| Task directions |
Return each line of the records below that contains the string "door". Matching is case-sensitive.

Excerpts of pointing data
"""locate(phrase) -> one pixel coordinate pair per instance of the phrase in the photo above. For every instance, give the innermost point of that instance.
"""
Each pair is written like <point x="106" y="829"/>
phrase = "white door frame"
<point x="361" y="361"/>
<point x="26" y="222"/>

==

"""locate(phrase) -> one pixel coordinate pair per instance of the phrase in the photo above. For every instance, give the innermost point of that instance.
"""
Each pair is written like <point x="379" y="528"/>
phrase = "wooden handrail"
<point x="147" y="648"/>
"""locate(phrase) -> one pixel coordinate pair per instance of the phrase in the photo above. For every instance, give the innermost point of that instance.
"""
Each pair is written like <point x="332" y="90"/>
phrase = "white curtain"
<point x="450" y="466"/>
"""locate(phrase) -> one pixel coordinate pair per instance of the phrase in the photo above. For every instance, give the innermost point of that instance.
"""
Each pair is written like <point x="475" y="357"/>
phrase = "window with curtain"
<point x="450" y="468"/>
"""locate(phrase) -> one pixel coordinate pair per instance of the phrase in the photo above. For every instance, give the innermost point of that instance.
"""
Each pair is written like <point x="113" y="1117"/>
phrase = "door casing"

| Exercise answer |
phrase = "white door frame"
phrase = "door casing"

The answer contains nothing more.